=== RECORDS FOR THE TASK ===

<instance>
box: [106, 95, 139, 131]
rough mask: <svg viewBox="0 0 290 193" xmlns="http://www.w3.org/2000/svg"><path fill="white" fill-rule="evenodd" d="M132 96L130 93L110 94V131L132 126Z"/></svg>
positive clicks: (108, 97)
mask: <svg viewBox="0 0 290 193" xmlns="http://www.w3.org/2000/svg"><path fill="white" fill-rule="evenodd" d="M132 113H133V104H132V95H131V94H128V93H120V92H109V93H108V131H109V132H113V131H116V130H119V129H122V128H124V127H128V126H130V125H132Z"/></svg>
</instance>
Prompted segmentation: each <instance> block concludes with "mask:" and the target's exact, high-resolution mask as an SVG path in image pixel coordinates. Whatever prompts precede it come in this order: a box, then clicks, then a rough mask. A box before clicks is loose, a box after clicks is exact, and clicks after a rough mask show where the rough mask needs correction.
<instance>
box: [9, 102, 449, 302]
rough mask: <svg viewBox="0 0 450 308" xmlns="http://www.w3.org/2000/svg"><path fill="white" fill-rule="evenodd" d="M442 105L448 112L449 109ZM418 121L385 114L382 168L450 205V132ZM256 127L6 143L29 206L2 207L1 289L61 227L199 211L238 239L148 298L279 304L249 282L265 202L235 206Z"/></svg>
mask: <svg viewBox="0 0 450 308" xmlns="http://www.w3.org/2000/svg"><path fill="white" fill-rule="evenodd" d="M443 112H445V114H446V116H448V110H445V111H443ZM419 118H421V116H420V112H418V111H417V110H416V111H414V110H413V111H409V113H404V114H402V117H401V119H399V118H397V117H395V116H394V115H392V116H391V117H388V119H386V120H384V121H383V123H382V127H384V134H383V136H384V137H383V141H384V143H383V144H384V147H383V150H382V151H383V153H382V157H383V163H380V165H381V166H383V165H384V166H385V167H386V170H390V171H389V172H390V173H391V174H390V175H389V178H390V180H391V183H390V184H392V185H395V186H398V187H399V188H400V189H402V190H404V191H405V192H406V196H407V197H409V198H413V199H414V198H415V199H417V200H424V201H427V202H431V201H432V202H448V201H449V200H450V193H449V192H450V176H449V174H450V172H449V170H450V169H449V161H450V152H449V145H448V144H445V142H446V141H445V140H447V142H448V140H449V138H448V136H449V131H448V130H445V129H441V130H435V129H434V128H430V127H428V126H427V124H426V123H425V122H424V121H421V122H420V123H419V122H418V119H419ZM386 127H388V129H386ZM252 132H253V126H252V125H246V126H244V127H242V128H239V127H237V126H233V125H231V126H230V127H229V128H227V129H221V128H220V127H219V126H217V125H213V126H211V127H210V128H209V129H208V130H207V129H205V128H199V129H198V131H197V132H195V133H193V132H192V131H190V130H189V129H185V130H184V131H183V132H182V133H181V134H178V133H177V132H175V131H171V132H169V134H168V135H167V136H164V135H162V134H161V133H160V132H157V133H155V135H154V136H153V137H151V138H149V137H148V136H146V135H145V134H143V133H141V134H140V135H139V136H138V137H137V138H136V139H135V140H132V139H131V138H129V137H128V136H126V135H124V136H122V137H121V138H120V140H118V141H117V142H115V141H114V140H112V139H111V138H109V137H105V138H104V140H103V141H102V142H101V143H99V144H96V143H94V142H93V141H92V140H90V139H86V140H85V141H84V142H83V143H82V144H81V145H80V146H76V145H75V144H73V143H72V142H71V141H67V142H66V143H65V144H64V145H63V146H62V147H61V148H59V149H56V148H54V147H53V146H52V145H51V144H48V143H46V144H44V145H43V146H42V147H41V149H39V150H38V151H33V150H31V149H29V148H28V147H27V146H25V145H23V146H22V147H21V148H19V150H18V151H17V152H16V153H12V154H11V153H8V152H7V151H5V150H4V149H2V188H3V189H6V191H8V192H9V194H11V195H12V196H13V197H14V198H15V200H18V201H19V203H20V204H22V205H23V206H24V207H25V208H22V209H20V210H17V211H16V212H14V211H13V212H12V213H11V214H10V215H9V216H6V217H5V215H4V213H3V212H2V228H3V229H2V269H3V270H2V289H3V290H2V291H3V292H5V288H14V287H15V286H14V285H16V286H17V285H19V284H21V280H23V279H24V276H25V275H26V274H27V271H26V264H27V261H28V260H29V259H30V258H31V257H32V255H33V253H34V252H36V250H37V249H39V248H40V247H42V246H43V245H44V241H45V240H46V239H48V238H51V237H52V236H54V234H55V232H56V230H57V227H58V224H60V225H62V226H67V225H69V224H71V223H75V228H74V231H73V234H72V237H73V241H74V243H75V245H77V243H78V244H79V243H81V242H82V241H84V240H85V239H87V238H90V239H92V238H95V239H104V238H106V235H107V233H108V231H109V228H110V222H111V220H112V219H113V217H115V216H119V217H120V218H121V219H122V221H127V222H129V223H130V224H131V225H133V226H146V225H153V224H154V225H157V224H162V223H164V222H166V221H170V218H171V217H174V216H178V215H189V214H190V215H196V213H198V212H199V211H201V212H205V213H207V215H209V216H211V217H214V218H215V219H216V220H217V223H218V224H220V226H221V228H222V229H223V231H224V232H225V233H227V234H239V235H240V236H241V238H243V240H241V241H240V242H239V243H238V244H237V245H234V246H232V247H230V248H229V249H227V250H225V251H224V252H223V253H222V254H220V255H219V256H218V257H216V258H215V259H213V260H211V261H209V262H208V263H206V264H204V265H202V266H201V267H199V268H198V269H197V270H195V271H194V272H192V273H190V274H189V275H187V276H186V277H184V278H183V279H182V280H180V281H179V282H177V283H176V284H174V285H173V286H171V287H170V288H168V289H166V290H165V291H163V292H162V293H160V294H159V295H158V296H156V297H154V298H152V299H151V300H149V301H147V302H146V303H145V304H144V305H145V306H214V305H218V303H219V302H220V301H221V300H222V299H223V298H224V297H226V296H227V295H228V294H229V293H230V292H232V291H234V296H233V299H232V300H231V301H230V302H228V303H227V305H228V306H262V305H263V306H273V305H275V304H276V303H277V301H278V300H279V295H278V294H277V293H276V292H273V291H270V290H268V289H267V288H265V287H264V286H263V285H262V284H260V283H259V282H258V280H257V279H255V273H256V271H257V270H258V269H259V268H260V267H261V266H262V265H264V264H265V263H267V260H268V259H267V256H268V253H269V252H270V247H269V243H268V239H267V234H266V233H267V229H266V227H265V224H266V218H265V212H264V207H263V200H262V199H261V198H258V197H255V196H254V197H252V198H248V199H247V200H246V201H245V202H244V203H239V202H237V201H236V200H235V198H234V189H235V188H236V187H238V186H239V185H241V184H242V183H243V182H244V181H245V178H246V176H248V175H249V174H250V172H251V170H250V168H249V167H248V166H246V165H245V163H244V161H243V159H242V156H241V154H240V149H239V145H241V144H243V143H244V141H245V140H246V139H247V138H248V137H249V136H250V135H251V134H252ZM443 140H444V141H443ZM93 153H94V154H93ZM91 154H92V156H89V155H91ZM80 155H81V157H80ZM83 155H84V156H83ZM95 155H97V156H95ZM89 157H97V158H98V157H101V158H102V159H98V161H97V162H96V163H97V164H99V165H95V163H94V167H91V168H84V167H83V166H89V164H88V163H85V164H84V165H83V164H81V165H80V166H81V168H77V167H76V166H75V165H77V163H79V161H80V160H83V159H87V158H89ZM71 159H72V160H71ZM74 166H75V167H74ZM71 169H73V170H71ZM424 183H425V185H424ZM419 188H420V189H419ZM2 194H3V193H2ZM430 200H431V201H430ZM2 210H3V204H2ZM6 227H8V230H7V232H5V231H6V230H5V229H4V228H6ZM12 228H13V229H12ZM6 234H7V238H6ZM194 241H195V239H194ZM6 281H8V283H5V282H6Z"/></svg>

===

Please retype the data exactly as it stands, from its first line down to the line that contains "box: [9, 102, 449, 302]", then stop.

<instance>
box: [106, 95, 139, 131]
rough mask: <svg viewBox="0 0 290 193" xmlns="http://www.w3.org/2000/svg"><path fill="white" fill-rule="evenodd" d="M132 96L130 93L110 94V131L132 126Z"/></svg>
positive clicks: (108, 97)
mask: <svg viewBox="0 0 290 193" xmlns="http://www.w3.org/2000/svg"><path fill="white" fill-rule="evenodd" d="M132 113H133V104H132V95H131V94H128V93H120V92H109V93H108V131H109V132H113V131H116V130H119V129H122V128H124V127H128V126H130V125H132Z"/></svg>
</instance>
Prompted segmentation: each <instance> block concludes with "mask:" and the target's exact, high-resolution mask as an SVG path in image pixel coordinates. Whatever prompts precede it come in this order: a box, then clicks, then a rough mask. A box before clicks is loose, a box after clicks is exact, and clicks after a rough mask show where the rough mask needs correction.
<instance>
box: [9, 102, 449, 302]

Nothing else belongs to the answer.